* WORK ORDER 1 *
Summarize the Cousins passage in two sentences.
* WORK ORDER 2 *
Write the next part of the Cousins passage, picking up after its final sentence.

* PASSAGE *
== Segment start ==

From Zach Lowe re Boogie:
As I wrote in May, there was not much of a market for him -- and almost none among teams with cap space once Dallas and DeAndre Jordan pulled the NBA version of college crushes who finally (and sloppily) make the leap when they run into each other at a bar in their mid-20s. This is the legacy of the regrettable 2016 cap spike: too many bloated, preposterous contracts from that summer clogging books today, leaving very little for quality players -- and disproportionately pumping up the power of that mini-midlevel exception. The spike enabled the Warriors to sign Kevin Durant. Now it has wrought this.
A number of teams had a No Cousins policy before he tore his Achilles. That number grew as teams feared committing to what might be a less explosive version of him. Remember: Any contract inked as part of a sign-and-trade must encompass at least three seasons. That might have been too long for teams that would have to send out some meaningful asset for him.
Only the first year's salary in such deals must be guaranteed, meaning teams could trick the system by making the final two nonguaranteed -- $0 if things go badly. That, of course, is unfriendly for Cousins. If he underperforms, the team walks away. Cousins might have been able to earn a little more scratch in 2018-19 under such a contract, but it's unclear if even that kind of deal was out there -- or if he would have cooperated with the Pelicans in arranging it. (Portland and New Orleans had very preliminary talks about a sign-and-trade, sources say, but Portland's salary target is murky and it might have pushed for at least one nonguaranteed year. As ESPN's Chris Haynes reported, the deal never got off the ground -- in part because Cousins and Jusuf Nurkic, Portland's incumbent free-agent center, share an agent.)

== Segment end ==

* EXTRACTED ENTRIES *
== Segment start ==

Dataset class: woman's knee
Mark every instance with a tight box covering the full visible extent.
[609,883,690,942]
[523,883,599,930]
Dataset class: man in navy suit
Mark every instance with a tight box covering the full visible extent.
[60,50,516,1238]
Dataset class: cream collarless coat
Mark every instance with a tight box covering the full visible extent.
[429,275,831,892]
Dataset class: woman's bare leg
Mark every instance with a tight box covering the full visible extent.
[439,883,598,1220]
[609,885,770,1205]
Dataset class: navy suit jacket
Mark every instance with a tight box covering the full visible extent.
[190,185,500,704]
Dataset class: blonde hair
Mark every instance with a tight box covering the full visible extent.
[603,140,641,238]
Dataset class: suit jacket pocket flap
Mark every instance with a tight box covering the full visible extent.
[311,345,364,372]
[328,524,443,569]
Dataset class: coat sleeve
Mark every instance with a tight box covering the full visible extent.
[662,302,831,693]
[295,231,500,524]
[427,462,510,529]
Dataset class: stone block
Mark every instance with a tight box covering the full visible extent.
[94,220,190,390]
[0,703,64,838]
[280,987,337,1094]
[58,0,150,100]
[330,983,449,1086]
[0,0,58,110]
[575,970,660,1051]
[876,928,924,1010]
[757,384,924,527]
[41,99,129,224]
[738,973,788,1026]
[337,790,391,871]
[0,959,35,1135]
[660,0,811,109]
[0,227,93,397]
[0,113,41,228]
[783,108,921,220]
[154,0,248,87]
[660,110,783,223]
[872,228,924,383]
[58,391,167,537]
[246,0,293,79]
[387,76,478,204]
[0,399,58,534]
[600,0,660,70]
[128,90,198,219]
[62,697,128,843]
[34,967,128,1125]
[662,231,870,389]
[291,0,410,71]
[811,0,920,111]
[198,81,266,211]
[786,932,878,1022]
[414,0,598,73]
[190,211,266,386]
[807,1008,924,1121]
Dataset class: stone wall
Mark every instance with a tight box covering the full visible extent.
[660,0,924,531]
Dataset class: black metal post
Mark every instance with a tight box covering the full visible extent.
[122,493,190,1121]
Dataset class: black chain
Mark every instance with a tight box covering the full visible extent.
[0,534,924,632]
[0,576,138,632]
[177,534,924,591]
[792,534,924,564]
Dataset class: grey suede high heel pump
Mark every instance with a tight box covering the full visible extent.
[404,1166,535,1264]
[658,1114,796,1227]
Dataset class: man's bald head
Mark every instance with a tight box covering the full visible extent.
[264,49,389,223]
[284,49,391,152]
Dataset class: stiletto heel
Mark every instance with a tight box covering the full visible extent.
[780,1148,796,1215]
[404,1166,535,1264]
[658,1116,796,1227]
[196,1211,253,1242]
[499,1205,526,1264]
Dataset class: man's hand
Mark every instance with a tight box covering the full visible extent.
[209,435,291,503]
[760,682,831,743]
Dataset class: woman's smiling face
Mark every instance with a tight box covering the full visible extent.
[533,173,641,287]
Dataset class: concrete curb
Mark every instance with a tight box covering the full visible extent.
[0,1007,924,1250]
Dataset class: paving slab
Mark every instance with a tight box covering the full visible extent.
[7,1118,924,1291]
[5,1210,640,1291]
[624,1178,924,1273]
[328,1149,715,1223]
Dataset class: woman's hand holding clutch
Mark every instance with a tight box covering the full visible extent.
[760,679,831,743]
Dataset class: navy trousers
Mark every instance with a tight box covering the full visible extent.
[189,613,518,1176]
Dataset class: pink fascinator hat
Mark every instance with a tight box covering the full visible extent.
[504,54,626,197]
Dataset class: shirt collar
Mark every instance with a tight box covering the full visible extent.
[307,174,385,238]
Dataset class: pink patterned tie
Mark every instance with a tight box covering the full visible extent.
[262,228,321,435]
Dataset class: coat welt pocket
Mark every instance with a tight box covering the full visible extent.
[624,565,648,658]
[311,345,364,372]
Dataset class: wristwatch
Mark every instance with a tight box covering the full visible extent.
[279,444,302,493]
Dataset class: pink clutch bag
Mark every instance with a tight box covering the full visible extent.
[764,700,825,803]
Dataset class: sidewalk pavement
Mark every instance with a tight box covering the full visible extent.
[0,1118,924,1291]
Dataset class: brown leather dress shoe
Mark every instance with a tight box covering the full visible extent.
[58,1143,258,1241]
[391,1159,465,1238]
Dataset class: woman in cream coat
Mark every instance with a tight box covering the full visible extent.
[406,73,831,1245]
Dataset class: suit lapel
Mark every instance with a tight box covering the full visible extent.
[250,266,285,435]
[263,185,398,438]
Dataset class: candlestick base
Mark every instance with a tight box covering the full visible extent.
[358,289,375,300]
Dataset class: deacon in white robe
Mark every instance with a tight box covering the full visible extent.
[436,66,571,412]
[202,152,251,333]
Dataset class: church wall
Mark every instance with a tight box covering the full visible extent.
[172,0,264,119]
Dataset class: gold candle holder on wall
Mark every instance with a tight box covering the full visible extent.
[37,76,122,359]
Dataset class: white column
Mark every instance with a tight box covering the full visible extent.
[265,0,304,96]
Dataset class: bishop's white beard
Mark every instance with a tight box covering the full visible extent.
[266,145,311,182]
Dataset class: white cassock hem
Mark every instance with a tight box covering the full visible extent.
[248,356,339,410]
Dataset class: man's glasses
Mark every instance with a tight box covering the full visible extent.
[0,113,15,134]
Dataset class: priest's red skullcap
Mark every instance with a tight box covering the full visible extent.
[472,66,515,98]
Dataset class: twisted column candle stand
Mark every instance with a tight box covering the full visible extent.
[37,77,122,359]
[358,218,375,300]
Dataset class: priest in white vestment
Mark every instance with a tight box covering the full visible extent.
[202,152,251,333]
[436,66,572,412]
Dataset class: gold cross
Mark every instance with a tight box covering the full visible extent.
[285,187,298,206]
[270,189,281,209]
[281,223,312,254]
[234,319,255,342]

== Segment end ==

* EXPECTED OUTPUT 1 *
Cousins had little market, almost none among teams with cap space once Dallas and DeAndre Jordan came together, a situation the passage traces to bloated contracts from the 2016 cap spike. Teams wary of him after his Achilles tear were reluctant to commit to a sign-and-trade contract of at least three seasons, and while the final two years could have been made nonguaranteed, that arrangement would have been unfavorable to Cousins, and preliminary talks with Portland never got off the ground.

* EXPECTED OUTPUT 2 *
Play well leading into those nonguaranteed years and the team has you for the next two seasons at a below-market rate. Cousins now gets to prove himself with Golden State, and slip back on the market just as more space opens up.
By the middle of Monday, Cousins' people were calling teams and pitching deals: one-year, $15 million in one place, per sources, other numbers in other places. Clearly, there was not much interest. It might be that the richest deal easily and quickly available to him was that full midlevel exception contract starting at around $8.6 million.
Any team offering that -- and I'm not sure as of this writing that one did -- might have sensed its leverage and tried to coax Cousins into a two-year deal at that price. For many of them, that was the smart play. Cousins would have justifiably resisted. Others are hoarding cap space for the summer of 2019 and so would have restricted their offers to one season.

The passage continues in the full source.